● TEXT EXTRACT

+++++

When David Bowie released "Heroes" in 1977, the Berlin Wall had been standing for sixteen years. Erected by the Soviet Union to stop the exodus of people fleeing toward the West to escape a harsh and repressive life in the Communist bloc, this imposing structure loomed even larger as an image than it did as reality. It captured people's imaginations.

The middle installment of what has become known as the Great Chameleon's "Berlin trilogy," the album still seems startlingly ahead of its time a quarter-century later, from its unique sonic mix of rock drive and ambient atmospherics (hello, Radiohead!), to its ironic self-consciousness (note that the quotation marks are an official part of the album title). A spirit of decadence and a defiant lust for freedom - the spirit of Berlin itself - permeates the disc.

By the mid-'70s, the one-time British folk-rocker David Jones had already reinvented himself several times, introducing a procession of unforgettable rock personas: the alien glam-rocker Ziggy Stardust, the emaciated waif Aladdin Sane; the positively decadent Diamond Dog, and the soul-goes-to-outerspace enigma of the Thin White Duke. But rock's most infamous appropriator of others' innovations was arguably never more creative in his own right than he was on his three Berlin albums - though many would assign much of the credit to his collaborator/producer, Brian Eno.

After splitting with the pioneering glam/art-rock band Roxy Music following two brilliant albums on which he served as the synthesizer player and sonic pervert/audio manipulator, Eno had crafted some wonderfully unconventional pop music on a series of solo albums (one year Eno's elder, Bowie was particularly impressed by 1976's Another Green World), as well as experimenting with what he called "ambient music" - instrumental compositions that lacked vocals and obvious rhythmic drive and which boasted only simple, minimal hooks, when there were any at all.

+++++

● TO DO
A. Answer these questions about the text on David Bowie's album "Heroes":
(i) How long had the Berlin Wall been standing when the album was released?
(ii) To whom would many assign much of the credit for Bowie's three Berlin albums?
(iii) Which of Eno's solo albums particularly impressed Bowie?
B. Carry on the text about David Bowie's album "Heroes" from its last sentence.

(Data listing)
+++++

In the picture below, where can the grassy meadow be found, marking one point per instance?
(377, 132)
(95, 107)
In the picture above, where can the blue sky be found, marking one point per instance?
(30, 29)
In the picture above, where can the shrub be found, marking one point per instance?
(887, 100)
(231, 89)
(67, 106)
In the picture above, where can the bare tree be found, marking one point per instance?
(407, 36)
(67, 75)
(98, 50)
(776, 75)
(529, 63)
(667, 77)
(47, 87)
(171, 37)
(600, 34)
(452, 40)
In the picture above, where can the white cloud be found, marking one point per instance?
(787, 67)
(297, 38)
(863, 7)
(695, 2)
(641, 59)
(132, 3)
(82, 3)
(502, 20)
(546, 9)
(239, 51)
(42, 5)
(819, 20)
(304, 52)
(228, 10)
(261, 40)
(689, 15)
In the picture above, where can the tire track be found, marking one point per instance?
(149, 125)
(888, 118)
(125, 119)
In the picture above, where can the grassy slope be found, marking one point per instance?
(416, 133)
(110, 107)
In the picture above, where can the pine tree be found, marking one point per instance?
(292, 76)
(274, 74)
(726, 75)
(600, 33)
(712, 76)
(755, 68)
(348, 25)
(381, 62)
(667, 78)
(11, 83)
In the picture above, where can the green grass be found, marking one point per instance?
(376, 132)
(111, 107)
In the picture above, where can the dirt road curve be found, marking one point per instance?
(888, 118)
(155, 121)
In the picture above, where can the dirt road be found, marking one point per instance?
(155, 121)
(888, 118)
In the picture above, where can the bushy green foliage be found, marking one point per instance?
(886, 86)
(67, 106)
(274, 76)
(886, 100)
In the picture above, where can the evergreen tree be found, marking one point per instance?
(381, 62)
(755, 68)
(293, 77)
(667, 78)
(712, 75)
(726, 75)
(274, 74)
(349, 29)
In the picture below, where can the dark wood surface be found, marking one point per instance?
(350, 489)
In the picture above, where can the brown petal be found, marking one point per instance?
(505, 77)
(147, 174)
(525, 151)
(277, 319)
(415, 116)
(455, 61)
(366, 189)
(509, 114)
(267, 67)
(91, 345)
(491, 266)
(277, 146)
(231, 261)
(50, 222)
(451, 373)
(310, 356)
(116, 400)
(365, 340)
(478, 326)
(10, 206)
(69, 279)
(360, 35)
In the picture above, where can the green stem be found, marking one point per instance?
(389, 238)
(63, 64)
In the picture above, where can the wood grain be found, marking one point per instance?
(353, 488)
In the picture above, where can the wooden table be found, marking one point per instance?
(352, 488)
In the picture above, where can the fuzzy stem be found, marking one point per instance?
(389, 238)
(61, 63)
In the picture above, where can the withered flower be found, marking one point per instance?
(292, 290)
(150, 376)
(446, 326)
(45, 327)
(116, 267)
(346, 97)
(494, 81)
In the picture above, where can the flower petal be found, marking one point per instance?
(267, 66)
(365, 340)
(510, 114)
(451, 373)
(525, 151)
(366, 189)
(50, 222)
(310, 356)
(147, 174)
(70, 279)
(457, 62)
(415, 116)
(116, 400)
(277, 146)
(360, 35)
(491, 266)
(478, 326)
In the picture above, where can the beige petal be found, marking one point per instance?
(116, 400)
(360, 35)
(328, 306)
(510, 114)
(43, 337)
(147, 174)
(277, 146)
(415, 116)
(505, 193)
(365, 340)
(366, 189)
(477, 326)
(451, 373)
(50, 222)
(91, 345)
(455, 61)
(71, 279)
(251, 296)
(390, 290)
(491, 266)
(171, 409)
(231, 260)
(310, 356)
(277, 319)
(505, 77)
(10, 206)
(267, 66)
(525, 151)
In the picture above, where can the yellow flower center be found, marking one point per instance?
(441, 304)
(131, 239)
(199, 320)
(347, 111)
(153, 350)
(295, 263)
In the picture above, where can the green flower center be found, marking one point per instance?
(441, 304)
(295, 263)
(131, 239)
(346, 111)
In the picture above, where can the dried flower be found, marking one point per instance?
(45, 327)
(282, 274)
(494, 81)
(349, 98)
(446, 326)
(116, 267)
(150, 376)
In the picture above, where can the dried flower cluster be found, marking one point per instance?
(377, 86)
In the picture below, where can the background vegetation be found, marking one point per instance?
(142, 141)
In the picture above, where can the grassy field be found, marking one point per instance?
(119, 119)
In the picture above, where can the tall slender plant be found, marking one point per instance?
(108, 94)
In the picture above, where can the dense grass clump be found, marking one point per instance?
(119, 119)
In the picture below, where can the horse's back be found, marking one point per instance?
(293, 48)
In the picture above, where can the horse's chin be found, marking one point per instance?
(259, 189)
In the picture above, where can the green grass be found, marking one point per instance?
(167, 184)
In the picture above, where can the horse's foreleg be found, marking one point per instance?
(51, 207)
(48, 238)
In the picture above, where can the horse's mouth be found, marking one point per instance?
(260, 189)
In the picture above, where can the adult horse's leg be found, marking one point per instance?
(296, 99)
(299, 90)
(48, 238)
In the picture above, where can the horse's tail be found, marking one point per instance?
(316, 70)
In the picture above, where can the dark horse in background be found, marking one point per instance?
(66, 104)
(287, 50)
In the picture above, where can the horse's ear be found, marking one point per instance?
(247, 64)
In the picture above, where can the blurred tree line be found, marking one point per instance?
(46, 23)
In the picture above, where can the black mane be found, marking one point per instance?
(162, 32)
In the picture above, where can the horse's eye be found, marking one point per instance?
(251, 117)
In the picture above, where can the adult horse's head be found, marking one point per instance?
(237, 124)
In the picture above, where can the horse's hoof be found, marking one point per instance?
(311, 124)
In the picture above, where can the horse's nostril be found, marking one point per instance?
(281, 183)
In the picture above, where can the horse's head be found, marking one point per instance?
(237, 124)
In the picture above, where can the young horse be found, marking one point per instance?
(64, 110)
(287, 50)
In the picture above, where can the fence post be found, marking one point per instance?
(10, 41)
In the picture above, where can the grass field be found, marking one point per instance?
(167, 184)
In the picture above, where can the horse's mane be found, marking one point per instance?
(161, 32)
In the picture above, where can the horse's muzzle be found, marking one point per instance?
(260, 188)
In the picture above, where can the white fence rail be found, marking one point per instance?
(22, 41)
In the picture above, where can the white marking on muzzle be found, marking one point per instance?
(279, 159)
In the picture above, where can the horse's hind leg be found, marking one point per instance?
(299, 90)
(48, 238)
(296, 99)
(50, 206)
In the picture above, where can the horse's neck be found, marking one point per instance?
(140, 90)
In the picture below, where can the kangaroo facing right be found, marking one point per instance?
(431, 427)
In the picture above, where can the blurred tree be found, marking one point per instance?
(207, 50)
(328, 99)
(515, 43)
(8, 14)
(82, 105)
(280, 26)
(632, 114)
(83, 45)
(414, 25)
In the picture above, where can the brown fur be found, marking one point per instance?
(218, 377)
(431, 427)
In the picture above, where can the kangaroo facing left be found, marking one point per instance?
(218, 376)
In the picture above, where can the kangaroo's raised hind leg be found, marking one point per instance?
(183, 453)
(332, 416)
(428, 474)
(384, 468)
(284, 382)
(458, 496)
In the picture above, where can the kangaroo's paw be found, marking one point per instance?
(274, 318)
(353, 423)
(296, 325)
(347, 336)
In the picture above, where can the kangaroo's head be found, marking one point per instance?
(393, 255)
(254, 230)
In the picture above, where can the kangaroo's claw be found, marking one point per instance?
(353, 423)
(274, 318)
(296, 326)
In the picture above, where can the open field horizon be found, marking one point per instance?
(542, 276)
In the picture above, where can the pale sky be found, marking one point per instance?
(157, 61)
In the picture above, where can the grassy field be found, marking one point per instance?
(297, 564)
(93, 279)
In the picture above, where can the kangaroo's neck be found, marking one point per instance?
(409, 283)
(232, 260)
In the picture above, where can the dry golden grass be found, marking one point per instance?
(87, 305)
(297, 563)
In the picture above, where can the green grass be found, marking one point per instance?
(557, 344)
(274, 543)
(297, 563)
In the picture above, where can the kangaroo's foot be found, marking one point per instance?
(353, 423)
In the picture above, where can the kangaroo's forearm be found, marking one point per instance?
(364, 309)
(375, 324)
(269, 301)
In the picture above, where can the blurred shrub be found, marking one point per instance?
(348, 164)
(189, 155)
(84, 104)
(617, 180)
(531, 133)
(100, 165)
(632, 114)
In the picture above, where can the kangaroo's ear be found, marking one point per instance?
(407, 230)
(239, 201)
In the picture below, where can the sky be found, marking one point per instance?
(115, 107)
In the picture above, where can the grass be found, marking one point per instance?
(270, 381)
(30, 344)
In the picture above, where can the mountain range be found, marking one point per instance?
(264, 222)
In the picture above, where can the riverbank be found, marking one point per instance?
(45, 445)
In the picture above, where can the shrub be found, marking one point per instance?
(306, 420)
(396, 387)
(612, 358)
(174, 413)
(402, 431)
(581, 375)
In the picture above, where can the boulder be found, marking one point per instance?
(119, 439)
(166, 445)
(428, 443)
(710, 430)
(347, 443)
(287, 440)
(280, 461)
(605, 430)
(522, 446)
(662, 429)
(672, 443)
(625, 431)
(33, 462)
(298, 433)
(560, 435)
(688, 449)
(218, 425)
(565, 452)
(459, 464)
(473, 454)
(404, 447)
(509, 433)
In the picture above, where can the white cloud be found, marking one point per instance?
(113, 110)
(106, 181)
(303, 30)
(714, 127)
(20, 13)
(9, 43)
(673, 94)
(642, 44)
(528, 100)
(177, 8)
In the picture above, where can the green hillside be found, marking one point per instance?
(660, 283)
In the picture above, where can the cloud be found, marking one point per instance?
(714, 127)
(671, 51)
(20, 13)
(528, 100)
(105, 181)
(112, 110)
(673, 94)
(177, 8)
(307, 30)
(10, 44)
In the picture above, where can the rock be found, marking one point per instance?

+++++

● THE ANSWERS
A.
(i) Sixteen years.
(ii) Brian Eno, his collaborator and producer.
(iii) Another Green World, from 1976.

B.
Ambient music was music designed to subliminally enhance the thousand tasks of everyday life, Eno said. It rewarded close listening, but it did not demand it. Bowie and Eno began working on sounds in this vein with 1976's "Low," and they would continue with '79's Lodger. But "Heroes" was their finest moment together, an attempt to combine pop, rock and soul music with ambient experimentation, just as Eno had done with equally spectacular results on Another Green World.

Ably abetted by Eno himself, and joined by his long-time producer, Tony Visconti, Bowie also drew on the contributions of two extremely different but phenomenally inventive guitarists: the soulful Carlos Alomar, and the progressive-rock hero Robert Fripp, a veteran of King Crimson who had collaborated with Eno on the 1975 ambient outing, No Pussyfooting. This diverse ensemble bunkered down at Berlin's Hansa Studio - "by the wall," as Bowie would sing.

Very much a relic of the vinyl era when albums had two distinct sides, "Heroes" can be neatly divided between the vocal- and guitar-driven music of the first half and the more meandering instrumental music of the second half. But in its best moments, especially during the masterful title track, the ambient ideas are intertwined with great, catchy rock music, all in the same memorable package.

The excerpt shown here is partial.